* **Records provided**
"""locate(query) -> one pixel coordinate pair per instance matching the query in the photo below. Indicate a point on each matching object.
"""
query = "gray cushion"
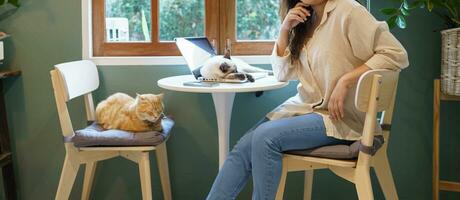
(341, 151)
(95, 135)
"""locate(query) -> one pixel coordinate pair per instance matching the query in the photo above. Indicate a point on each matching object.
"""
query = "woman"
(326, 45)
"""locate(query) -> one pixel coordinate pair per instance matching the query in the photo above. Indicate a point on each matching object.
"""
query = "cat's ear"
(227, 53)
(139, 96)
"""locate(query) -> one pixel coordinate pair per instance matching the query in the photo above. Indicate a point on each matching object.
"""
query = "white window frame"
(87, 53)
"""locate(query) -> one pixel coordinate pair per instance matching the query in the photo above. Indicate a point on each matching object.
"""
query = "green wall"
(48, 32)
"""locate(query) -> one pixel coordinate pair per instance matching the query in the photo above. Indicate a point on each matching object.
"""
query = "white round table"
(223, 96)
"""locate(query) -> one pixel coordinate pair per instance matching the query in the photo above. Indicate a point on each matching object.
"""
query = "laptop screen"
(195, 50)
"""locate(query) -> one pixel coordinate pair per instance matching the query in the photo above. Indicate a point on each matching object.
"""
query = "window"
(148, 27)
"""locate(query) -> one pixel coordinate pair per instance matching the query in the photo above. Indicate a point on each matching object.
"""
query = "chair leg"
(282, 184)
(90, 170)
(383, 172)
(363, 184)
(68, 174)
(162, 161)
(308, 185)
(144, 172)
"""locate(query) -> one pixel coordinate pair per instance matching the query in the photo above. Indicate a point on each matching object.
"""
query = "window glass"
(128, 20)
(181, 18)
(257, 20)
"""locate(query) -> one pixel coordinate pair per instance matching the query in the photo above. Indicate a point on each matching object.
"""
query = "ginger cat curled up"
(140, 114)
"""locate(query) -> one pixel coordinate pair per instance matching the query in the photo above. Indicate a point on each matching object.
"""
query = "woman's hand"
(295, 16)
(337, 99)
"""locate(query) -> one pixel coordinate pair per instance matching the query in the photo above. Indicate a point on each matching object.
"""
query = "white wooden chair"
(80, 78)
(376, 92)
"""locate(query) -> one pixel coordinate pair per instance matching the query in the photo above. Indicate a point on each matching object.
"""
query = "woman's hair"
(298, 35)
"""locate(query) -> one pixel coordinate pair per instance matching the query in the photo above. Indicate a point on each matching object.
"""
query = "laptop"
(196, 51)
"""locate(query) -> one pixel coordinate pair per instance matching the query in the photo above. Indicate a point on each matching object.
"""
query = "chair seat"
(95, 136)
(345, 152)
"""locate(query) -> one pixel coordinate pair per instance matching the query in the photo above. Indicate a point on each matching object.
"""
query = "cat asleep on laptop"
(219, 68)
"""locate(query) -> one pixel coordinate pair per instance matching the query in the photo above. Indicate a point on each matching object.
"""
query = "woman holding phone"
(326, 45)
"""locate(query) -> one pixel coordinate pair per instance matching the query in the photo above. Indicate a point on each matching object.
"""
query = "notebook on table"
(196, 51)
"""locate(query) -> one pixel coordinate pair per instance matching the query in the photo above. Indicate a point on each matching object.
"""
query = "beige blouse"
(347, 37)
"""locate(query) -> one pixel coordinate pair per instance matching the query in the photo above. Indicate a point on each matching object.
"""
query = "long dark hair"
(297, 35)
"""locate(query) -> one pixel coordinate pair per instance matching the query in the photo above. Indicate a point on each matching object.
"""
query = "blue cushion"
(95, 135)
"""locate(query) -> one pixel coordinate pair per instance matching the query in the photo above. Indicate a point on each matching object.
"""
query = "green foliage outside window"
(256, 20)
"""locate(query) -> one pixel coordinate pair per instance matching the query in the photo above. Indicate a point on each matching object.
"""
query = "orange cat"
(121, 111)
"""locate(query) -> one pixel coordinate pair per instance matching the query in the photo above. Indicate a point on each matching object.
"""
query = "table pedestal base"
(223, 103)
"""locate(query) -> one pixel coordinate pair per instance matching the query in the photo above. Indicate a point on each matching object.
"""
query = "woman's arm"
(281, 65)
(372, 42)
(337, 99)
(294, 17)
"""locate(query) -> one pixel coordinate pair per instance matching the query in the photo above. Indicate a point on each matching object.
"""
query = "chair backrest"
(78, 78)
(386, 93)
(71, 80)
(376, 92)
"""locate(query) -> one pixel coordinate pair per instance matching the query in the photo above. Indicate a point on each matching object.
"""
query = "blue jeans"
(259, 152)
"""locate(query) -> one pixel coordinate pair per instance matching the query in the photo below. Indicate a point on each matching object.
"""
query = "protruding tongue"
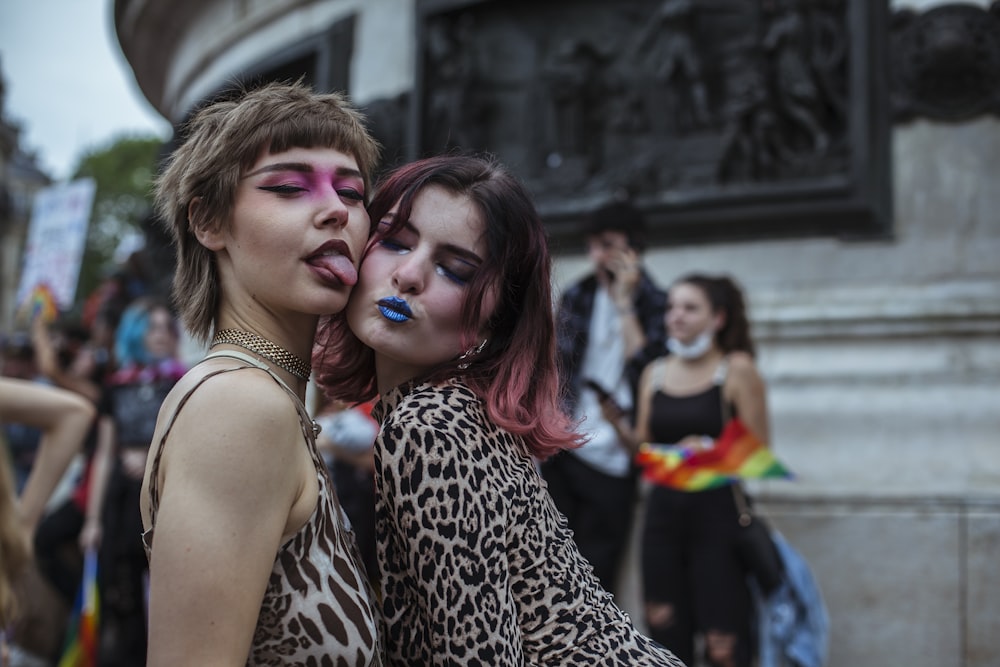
(339, 266)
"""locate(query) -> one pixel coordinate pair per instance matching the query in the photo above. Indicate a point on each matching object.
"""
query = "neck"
(266, 349)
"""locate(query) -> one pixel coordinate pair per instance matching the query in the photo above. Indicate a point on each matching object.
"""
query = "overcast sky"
(68, 85)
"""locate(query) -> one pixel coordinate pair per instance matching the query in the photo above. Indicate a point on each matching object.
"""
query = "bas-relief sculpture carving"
(673, 102)
(945, 63)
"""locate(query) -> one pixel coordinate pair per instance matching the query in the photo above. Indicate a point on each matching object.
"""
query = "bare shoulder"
(743, 372)
(741, 363)
(242, 414)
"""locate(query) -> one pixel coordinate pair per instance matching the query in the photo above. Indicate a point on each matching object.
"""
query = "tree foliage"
(123, 170)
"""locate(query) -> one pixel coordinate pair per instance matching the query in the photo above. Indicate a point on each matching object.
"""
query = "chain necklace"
(264, 348)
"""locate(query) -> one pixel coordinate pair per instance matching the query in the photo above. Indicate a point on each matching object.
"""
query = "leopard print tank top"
(318, 608)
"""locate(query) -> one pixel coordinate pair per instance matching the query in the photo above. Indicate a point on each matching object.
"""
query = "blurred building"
(20, 179)
(879, 341)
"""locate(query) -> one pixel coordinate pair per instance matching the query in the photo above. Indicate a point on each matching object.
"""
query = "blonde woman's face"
(298, 231)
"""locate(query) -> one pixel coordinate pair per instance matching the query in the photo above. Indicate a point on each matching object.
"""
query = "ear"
(209, 235)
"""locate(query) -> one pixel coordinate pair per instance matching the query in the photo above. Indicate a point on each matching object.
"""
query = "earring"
(470, 353)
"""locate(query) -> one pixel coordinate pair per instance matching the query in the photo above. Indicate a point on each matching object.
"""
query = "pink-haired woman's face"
(407, 305)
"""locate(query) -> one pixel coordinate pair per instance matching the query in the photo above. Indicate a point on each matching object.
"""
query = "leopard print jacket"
(318, 607)
(477, 565)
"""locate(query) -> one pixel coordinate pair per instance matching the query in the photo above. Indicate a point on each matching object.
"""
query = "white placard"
(56, 238)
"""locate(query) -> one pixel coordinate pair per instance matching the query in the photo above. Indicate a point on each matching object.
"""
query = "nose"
(409, 274)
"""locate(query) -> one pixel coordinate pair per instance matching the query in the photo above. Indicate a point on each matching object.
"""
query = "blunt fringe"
(220, 142)
(515, 375)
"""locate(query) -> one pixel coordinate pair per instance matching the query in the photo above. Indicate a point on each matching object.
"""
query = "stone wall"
(882, 362)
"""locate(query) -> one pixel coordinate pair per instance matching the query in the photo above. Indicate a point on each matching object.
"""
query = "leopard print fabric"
(317, 609)
(478, 567)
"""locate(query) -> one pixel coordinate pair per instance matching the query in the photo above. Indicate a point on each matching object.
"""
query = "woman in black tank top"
(693, 582)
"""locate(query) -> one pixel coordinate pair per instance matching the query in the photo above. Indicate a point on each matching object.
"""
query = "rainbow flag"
(735, 454)
(80, 649)
(41, 303)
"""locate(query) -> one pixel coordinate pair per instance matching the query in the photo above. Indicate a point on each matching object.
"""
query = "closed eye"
(284, 190)
(351, 193)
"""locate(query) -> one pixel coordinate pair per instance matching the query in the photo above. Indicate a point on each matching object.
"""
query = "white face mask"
(693, 350)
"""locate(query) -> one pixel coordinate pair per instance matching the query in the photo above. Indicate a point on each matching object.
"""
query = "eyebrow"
(463, 254)
(303, 167)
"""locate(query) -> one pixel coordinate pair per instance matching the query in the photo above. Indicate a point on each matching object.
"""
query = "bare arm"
(746, 389)
(64, 419)
(234, 484)
(100, 471)
(47, 361)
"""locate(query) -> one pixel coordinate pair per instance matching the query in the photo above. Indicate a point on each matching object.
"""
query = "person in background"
(451, 325)
(694, 583)
(146, 369)
(21, 439)
(63, 418)
(347, 439)
(605, 322)
(66, 357)
(251, 561)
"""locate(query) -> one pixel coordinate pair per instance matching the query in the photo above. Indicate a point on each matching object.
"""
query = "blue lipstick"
(394, 309)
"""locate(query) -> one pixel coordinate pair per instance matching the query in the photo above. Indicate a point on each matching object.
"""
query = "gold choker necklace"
(264, 348)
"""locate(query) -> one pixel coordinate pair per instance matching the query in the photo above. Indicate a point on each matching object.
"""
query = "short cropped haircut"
(515, 375)
(221, 142)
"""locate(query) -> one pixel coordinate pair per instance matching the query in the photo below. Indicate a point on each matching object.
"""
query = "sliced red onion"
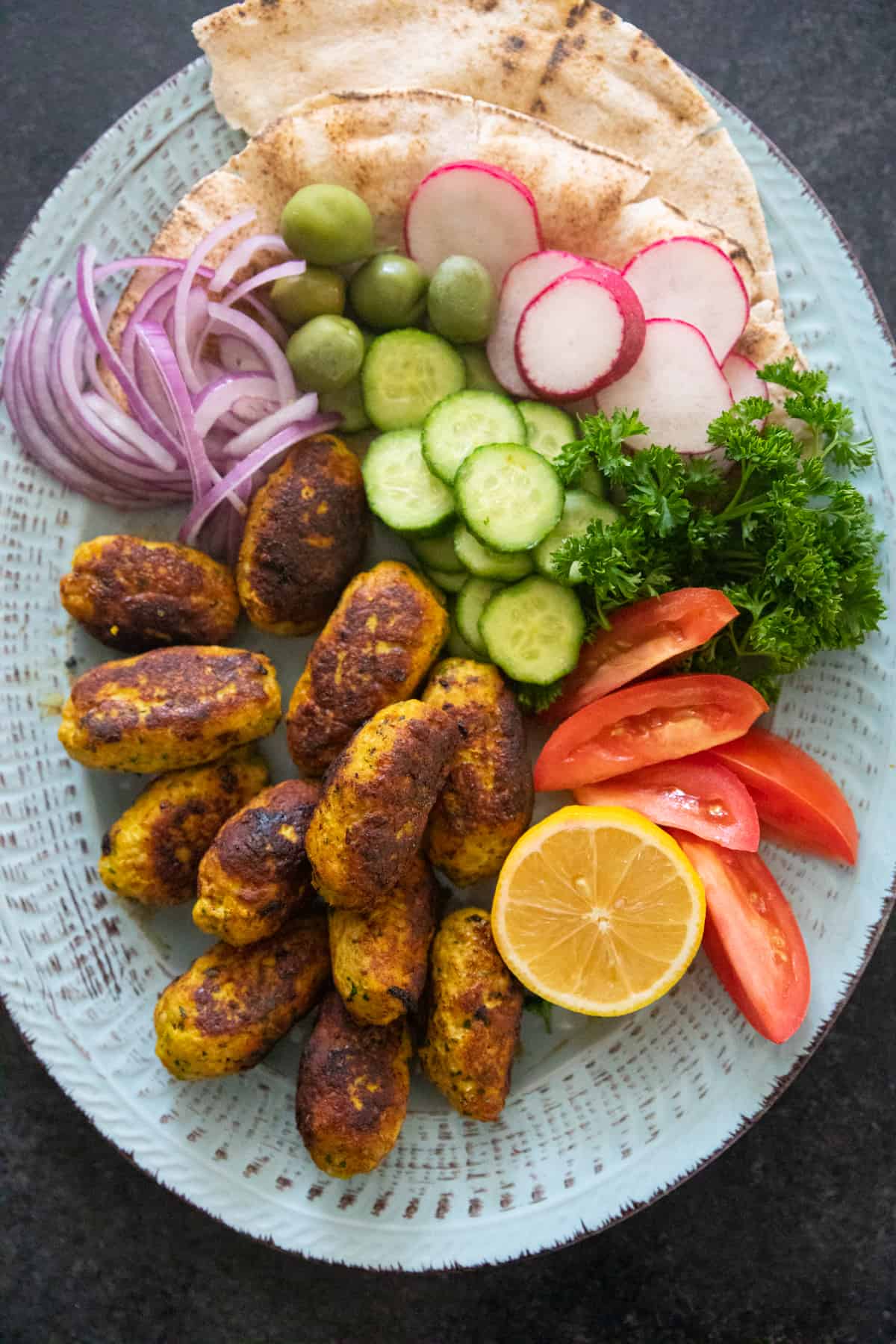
(242, 255)
(296, 413)
(242, 472)
(228, 320)
(184, 288)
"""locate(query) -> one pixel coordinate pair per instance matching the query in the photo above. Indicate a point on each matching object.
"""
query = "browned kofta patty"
(352, 1092)
(304, 539)
(134, 596)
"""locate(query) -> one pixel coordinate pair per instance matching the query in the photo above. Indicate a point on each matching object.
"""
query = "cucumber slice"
(406, 374)
(455, 645)
(448, 582)
(550, 429)
(401, 488)
(470, 603)
(579, 510)
(489, 564)
(465, 421)
(534, 631)
(508, 497)
(479, 371)
(437, 553)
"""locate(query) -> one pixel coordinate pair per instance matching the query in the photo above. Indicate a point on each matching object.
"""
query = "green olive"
(349, 403)
(388, 292)
(297, 299)
(326, 354)
(461, 302)
(327, 225)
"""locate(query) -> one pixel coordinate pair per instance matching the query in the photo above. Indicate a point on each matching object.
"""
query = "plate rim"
(876, 930)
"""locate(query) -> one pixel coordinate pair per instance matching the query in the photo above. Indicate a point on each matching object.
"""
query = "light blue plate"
(603, 1116)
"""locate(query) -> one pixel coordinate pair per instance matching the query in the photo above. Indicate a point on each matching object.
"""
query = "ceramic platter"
(603, 1116)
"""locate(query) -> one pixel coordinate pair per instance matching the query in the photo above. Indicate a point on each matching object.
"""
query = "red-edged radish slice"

* **What the task asks**
How many of the lines above contain the word "green"? Reply with the number alone.

* **Output for this task**
3